◆ What to work on:
1. In the article on bus service in Calabasas, what problem does Barnbaum see in asking supporters to attend Saturday's hearing, and what causes it?
2. Return the passage of the Calabasas bus service article that opens with the words containing "Mike Barnbaum, who" and closes with "City Council recently.", word for word.

◆ Document segment:
/---

A college student from Calabasas who hopes to forge a career as a transportation expert has launched a crusade to improve bus service for this city and the surrounding area.
Mike Barnbaum, who attends Cuesta College in Santa Barbara, believes he has a better plan than one drafted by the Metropolitan Transit Agency to improve the area's bus service.
"Many of us are displeased with what is being proposed," Barnbaum told the Calabasas City Council recently.
Barnbaum, who recently served an internship with the MTA, will present his proposal during a public hearing Saturday at the MTA's administration center in Van Nuys. He met Thursday with Mark Dierking, a spokesman for the MTA, to discuss his proposal.
Dierking said Barnbaum helped draft the MTA proposal that the student now opposes.
"Mike has been involved in the process for a long time now, and I'm confused as to why he's concerned, frankly," said Dierking. "Mike was at several of the 47 public hearings we had on the plan."
The MTA's proposal would add weekend service and increase the frequency of some buses during peak hours, but otherwise changes to routes would be minor. The MTA's existing bus route through Calabasas runs Monday through Friday along a route that roughly parallels the Ventura Freeway.
Barnbaum proposes extending service to Calabasas Park, for the benefit of maids who must walk long distances from Parkway Calabasas to get to work. His proposal also includes extending service to Calabasas High School and to Mulwood, a residential area near the school. And he proposes that the MTA extend service to an area along Las Virgenes Road near Lost Hills Road.
Barnbaum is urging supporters to join him at the hearing on Saturday. The problem, he said, is that people who depend on buses for transportation won't be able to get there because Calabasas now has no weekend bus service.
"I would like to make the system so that people could go where they would like to go, when they need to go," said Barnbaum.
The mayor and members of the Calabasas City Council responded to Barnbaum's proposal favorably. They would like even more service than what he has proposed. "It's a start," said Mayor Karyn Foley.
Calabasas recently joined 10 other cities in funding the salary of a consultant who will lobby the MTA in an effort to improve services to those cities.
Dierking said he welcomed input from the cities. "There is a lot of leeway," he said. "We can work with the city of Calabasas."

\---

◆ Extracted entries:
/---

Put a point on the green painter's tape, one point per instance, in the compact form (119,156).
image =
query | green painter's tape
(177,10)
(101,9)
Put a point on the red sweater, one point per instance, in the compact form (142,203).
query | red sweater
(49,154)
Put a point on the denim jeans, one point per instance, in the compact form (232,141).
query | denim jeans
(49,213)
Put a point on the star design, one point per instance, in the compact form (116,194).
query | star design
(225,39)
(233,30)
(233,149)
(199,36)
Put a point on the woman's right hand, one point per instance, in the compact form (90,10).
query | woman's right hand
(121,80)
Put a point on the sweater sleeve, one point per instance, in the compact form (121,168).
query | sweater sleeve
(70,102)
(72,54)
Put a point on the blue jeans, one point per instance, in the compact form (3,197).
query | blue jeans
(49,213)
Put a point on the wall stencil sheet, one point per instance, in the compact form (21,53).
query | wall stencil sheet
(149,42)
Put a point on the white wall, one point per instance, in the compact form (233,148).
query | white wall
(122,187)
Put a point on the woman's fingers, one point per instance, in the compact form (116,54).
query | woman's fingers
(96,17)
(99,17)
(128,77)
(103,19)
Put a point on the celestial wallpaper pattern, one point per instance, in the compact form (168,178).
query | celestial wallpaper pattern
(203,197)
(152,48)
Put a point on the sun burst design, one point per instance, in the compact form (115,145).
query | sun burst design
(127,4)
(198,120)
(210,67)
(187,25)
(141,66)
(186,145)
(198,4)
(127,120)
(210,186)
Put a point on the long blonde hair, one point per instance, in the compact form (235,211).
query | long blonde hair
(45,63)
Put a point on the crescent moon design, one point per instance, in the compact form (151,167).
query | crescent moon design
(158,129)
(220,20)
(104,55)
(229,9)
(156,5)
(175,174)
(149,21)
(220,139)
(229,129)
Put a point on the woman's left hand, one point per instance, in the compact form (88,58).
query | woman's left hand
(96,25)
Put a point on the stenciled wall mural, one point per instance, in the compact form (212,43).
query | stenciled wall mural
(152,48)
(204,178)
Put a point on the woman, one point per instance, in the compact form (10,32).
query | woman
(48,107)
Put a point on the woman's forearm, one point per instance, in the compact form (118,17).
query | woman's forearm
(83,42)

\---

◆ Answers to the problems:
1. People who rely on buses won't be able to reach the hearing, because Calabasas currently has no weekend bus service.

2.
Mike Barnbaum, who attends Cuesta College in Santa Barbara, believes he has a better plan than one drafted by the Metropolitan Transit Agency to improve the area's bus service.
"Many of us are displeased with what is being proposed," Barnbaum told the Calabasas City Council recently.